Trecho da página ▸
=-=-=-=-=

16 Outubro 2025
"A gente sempre quer avançar etapas. Quando criança, já quer ser adolescente para poder ir pra balada. Quando adolescente, quer ser jovem, porque pode pegar o carro do pai e dar umas bandas. Quando jovem, quer ser adulto, para poder se firmar na vida, desempenhar uma profissão, ganhar a sua grana. Quando adulto, o pensamento se centra na aposentadoria", escreve Edelberto Behs, jornalista.
Eis o artigo.
Há tempo de nascer e tempo de morrer, tempo de plantar e tempo de arrancar o que se plantou; tempo de chorar e tempo de rir, tempo de estar calado e tempo de falar ensina o livro de Eclesiastes. Assim também há o tempo de ser criança e de ser adolescente, de ser jovem e de ser adulto. Cada qual com seus momentos de alegria, dor, sofrimento, realizações. Também de perigos.
Nenhum pai responsável deixará seu filho ou filha de três anos de vida sozinho numa piscina, nem permitirá que um adolescente saia por aí dirigindo um carro. Cada momento com os seus perigos. Mais quais são os perigos da Terceira Idade e quem zela por esse grupo? Têm os que vivem sozinhos, com o/a cônjuge, em asilos, com parentes ou estão abandonados. É o tempo, diz a propaganda, da “melhor idade”.
Só que na melhor idade o sujeito é mais propenso a cair, quebrar o nariz, um braço, uma perna, bater a cabeça no chão; também pode cair devido a um apagão, quando desmaia, pego por uma arritmia, por exemplo. Claro, o coração não é mais o de 40 anos atrás, nem mesmo o pulmão, as pernas, a força dos braços. E quando se perde a memória, então, nem os seus a gente reconhece mais.
As limitações aumentam. Nem todos os e as na “melhor idade” estão em condições de dirigir. Talvez tenham que trocar o hotel de antanho pelo hospital. Andar de bicicleta, embora excelente exercício, pode se tornar uma temeridade. Além do equilíbrio tem o movimento do trânsito. Aquele churrasco gordo com amigos dá lugar a uma sopa de capeletti. Trago, nem pensar.
Recolhimento em casa é a receita para quem tem um mínimo de condições de se manter sozinho sobre os dois pés. Ir aos pés, se não for todos os dias, pode se transformar num problema intestinal. Se for viajar, é preciso levar xarope, comprimido para dores musculares, para a hipertensão, para a diabete, para a dor de cabeça... aliás, arrumar na mala uma mini farmácia.
Então, bom é ficar em casa. Há tempo pra ler, escutar música, assistir televisão. Mas se os olhos não ajudam, ler fica difícil, a TV ainda vai. Se não precisar de aparelho para ampliar o som nos ouvidos, a música cai bem. Tranquiliza e mexe com os sentimentos. “Melhor é serem dois do que um, porque se cair, o/a companheiro/a levanta”, de novo o Eclesiastes. Num casal, um serve de apoio ao outro. Mas não se esqueça: não discuta, ela sempre tem razão.

=-=-=-=-=

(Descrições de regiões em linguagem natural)
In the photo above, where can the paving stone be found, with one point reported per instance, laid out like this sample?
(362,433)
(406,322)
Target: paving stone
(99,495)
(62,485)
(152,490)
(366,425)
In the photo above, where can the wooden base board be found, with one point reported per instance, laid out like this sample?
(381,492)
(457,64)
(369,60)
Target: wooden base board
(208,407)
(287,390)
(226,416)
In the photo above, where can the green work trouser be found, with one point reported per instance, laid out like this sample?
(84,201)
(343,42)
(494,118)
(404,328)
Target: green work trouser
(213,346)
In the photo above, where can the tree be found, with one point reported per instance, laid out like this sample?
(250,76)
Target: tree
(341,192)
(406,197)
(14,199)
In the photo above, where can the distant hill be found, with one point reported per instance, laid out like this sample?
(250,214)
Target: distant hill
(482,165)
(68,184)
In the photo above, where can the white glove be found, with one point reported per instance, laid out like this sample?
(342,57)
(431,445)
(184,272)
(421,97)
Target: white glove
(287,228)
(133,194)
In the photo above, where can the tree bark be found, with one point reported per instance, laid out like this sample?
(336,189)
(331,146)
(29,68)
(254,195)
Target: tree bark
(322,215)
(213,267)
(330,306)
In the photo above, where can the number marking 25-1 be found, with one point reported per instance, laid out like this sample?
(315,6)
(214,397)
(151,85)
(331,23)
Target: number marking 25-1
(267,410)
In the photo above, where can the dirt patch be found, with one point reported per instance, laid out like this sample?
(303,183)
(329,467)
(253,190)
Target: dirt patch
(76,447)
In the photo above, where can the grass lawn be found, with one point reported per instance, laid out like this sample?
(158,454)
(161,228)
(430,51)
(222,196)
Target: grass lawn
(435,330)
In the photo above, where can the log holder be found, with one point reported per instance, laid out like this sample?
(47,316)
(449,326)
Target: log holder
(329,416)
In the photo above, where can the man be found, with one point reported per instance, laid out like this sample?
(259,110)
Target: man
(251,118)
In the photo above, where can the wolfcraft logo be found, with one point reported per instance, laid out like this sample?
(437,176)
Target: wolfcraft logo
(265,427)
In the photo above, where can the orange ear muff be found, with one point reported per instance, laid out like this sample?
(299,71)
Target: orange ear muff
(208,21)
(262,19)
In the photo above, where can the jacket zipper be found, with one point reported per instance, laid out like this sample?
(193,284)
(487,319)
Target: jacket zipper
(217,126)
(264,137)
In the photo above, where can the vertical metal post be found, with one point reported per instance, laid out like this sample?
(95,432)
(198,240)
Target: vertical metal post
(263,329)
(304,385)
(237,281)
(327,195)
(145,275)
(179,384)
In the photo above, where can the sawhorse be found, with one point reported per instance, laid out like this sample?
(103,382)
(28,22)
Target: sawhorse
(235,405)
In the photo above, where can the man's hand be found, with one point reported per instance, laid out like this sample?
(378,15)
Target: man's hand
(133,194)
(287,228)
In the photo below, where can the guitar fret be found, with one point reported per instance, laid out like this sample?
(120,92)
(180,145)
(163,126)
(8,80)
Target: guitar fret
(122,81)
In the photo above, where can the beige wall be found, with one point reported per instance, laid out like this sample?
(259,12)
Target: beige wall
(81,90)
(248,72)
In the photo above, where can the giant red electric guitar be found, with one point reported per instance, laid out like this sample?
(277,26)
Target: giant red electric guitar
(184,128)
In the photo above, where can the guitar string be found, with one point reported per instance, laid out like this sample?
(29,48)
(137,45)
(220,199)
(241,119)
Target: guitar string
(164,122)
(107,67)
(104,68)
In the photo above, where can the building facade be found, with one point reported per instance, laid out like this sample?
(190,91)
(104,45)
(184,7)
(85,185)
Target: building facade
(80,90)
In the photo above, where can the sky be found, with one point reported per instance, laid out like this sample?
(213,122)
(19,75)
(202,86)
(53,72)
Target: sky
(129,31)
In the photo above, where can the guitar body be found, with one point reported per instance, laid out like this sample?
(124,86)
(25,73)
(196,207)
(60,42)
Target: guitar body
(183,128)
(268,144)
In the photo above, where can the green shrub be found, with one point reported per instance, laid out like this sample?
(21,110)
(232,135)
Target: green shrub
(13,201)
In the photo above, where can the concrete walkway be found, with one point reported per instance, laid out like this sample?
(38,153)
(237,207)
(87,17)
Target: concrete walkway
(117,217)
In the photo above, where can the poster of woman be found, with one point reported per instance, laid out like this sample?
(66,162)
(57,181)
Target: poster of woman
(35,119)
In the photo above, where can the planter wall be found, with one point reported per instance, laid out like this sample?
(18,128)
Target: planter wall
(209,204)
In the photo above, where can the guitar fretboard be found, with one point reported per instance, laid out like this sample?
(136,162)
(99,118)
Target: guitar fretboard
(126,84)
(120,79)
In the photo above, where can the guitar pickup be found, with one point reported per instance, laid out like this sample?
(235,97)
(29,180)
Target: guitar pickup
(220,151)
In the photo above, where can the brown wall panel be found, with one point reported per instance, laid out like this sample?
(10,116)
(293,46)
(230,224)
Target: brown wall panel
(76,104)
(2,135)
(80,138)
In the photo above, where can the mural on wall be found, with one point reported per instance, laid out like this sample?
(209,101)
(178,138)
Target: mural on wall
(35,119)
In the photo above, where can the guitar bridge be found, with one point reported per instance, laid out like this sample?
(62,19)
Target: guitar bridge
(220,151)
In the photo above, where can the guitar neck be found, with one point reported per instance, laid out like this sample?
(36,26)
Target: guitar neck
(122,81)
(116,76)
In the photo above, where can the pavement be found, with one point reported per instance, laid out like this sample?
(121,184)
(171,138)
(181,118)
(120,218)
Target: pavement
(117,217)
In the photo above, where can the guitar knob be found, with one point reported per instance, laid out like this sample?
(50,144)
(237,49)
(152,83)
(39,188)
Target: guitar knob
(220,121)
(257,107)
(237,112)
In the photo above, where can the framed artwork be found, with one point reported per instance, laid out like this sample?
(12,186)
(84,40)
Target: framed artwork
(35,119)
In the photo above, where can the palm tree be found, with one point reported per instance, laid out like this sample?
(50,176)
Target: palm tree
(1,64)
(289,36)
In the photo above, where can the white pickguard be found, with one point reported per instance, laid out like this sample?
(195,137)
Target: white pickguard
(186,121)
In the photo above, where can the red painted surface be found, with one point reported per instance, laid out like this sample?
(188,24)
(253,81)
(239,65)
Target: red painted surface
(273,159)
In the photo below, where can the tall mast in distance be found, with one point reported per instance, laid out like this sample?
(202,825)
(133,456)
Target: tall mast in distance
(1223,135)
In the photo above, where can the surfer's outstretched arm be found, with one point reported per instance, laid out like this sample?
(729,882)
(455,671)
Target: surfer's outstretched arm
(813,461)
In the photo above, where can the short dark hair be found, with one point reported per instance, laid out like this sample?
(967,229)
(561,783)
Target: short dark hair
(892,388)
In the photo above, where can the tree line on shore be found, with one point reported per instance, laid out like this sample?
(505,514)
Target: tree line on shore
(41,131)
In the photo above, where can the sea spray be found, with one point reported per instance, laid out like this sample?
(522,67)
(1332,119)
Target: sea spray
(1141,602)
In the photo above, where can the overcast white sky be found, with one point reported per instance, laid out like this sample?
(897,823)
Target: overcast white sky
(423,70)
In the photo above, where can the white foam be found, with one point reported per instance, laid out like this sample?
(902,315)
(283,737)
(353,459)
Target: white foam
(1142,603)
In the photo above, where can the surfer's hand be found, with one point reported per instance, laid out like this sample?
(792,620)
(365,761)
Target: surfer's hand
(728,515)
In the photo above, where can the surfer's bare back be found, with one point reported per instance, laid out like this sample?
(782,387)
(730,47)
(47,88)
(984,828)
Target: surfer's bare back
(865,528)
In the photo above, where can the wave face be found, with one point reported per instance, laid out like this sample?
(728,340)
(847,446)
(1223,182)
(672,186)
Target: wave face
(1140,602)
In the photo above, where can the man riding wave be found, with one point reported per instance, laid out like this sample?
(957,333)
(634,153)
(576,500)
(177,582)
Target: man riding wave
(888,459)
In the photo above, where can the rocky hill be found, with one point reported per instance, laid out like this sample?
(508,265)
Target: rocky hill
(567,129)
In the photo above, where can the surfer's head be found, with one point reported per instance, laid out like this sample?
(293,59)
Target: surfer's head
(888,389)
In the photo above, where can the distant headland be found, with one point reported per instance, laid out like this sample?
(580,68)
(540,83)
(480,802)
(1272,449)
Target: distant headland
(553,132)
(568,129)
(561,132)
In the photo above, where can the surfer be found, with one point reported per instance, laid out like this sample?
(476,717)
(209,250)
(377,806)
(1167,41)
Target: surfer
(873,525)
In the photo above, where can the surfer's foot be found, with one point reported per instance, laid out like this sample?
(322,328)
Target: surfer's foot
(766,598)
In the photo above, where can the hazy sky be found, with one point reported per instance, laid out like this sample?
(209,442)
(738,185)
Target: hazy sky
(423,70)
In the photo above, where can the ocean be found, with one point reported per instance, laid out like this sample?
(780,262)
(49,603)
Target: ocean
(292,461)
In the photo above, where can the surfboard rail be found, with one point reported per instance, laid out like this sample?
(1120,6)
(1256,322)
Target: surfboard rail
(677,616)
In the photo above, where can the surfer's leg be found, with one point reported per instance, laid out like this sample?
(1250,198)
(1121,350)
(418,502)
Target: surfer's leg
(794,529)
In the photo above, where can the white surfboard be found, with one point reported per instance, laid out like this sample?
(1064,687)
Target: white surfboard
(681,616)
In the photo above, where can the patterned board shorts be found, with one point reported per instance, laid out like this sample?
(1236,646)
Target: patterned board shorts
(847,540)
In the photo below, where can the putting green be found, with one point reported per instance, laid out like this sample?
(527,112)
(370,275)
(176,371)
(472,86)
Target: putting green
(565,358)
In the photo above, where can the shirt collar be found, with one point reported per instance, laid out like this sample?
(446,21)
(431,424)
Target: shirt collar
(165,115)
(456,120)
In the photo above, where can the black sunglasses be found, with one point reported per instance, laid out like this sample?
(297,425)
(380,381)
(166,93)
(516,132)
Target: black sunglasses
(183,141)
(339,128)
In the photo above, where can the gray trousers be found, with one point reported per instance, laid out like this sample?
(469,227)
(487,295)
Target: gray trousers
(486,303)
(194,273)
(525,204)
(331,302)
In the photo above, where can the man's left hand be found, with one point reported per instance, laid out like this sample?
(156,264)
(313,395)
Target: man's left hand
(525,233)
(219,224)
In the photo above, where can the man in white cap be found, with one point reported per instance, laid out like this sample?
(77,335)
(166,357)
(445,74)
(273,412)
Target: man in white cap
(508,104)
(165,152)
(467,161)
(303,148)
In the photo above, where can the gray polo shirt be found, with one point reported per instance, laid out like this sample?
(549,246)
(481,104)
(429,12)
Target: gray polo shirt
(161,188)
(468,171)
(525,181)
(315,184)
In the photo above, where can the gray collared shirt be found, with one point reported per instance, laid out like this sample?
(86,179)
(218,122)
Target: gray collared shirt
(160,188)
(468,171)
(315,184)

=-=-=-=-=

Conjunto de tarefas ▸
• a. Resuma em duas frases o artigo sobre a terceira idade.
• b. Transcreva, do artigo sobre a terceira idade, tudo desde "16 Outubro 2025" até "Eis o artigo.".

Respostas por tarefa ▸
• a. O jornalista Edelberto Behs lembra, com o livro de Eclesiastes, que há tempo para cada fase da vida e que cada uma traz seus perigos, inclusive a chamada "melhor idade". Nela as limitações aumentam, com risco de quedas, perda de memória e restrições para dirigir, comer e viajar, e por isso o melhor é ficar em casa lendo, ouvindo música ou vendo TV, de preferência em casal, um apoiando o outro.

• b.
16 Outubro 2025
"A gente sempre quer avançar etapas. Quando criança, já quer ser adolescente para poder ir pra balada. Quando adolescente, quer ser jovem, porque pode pegar o carro do pai e dar umas bandas. Quando jovem, quer ser adulto, para poder se firmar na vida, desempenhar uma profissão, ganhar a sua grana. Quando adulto, o pensamento se centra na aposentadoria", escreve Edelberto Behs, jornalista.
Eis o artigo.